• **Work instructions**: Scan the records below for the word "white". Copy each line where it appears.
========================================
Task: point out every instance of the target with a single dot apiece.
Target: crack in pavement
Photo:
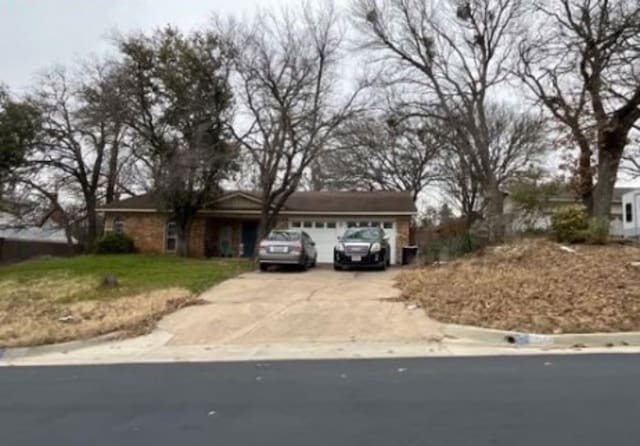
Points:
(262, 321)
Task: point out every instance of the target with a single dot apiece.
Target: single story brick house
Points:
(228, 226)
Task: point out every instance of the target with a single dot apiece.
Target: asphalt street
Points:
(555, 400)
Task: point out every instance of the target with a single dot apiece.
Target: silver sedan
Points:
(287, 247)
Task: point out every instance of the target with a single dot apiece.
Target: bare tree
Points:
(581, 61)
(290, 96)
(19, 127)
(454, 56)
(81, 133)
(383, 152)
(516, 144)
(179, 104)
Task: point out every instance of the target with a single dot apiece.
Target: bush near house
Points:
(570, 224)
(114, 243)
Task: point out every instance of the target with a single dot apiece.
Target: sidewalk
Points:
(156, 348)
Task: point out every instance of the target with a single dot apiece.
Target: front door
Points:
(249, 235)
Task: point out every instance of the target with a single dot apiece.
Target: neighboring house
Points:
(20, 241)
(229, 226)
(542, 220)
(631, 220)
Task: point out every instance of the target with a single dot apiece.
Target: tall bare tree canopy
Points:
(453, 56)
(19, 127)
(383, 152)
(81, 132)
(581, 61)
(290, 96)
(179, 104)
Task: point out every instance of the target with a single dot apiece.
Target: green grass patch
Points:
(135, 274)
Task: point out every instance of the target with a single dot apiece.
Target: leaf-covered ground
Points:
(534, 286)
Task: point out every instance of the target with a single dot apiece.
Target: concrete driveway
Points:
(319, 306)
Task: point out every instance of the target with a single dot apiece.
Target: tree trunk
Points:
(112, 173)
(184, 236)
(92, 223)
(584, 178)
(495, 213)
(608, 163)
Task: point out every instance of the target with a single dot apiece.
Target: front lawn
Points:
(534, 286)
(54, 300)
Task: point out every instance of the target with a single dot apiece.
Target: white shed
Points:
(631, 213)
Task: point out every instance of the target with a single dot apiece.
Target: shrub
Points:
(570, 224)
(449, 248)
(598, 231)
(114, 243)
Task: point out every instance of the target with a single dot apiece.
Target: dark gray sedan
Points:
(287, 247)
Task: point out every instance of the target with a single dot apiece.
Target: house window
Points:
(171, 243)
(118, 225)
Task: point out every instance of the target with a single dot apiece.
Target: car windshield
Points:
(284, 236)
(364, 234)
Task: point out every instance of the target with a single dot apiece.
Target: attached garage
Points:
(325, 233)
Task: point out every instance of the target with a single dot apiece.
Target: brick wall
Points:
(147, 230)
(403, 229)
(196, 241)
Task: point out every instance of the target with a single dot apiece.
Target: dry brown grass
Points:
(534, 286)
(40, 318)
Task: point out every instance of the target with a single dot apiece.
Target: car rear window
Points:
(284, 236)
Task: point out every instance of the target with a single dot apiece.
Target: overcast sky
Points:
(36, 34)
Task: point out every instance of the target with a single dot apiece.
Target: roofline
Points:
(148, 211)
(350, 213)
(238, 194)
(291, 213)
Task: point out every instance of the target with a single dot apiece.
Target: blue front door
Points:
(249, 235)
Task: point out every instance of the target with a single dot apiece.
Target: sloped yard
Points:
(534, 286)
(55, 300)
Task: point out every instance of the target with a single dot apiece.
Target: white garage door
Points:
(325, 233)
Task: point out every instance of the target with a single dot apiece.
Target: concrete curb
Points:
(7, 354)
(503, 338)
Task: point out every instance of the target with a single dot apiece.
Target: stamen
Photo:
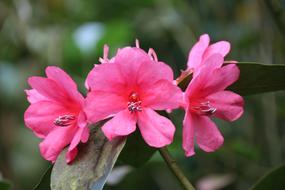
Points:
(105, 55)
(134, 104)
(137, 43)
(204, 108)
(152, 54)
(64, 120)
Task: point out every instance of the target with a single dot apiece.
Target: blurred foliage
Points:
(71, 34)
(273, 180)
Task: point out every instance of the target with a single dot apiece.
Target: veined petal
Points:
(208, 137)
(229, 105)
(64, 81)
(106, 77)
(100, 105)
(222, 78)
(122, 124)
(48, 88)
(40, 117)
(55, 142)
(188, 134)
(162, 95)
(204, 78)
(211, 81)
(34, 96)
(156, 130)
(196, 54)
(152, 72)
(70, 155)
(221, 47)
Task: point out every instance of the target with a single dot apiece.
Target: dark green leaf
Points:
(274, 180)
(92, 165)
(5, 185)
(44, 182)
(258, 78)
(136, 152)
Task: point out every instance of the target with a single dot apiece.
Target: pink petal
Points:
(196, 53)
(207, 135)
(40, 117)
(209, 82)
(77, 138)
(222, 78)
(55, 142)
(63, 80)
(188, 135)
(48, 88)
(85, 135)
(130, 62)
(70, 155)
(221, 47)
(122, 124)
(156, 130)
(100, 105)
(34, 96)
(204, 77)
(229, 105)
(162, 95)
(150, 72)
(82, 120)
(106, 77)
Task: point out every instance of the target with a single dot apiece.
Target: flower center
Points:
(134, 103)
(203, 108)
(64, 120)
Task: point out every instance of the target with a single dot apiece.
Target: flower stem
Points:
(171, 163)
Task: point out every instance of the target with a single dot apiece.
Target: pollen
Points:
(64, 120)
(134, 103)
(203, 108)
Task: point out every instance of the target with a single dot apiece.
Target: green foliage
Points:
(5, 185)
(258, 78)
(44, 182)
(273, 180)
(92, 165)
========================================
• **Answer box**:
Target: white shed
Target: white garage door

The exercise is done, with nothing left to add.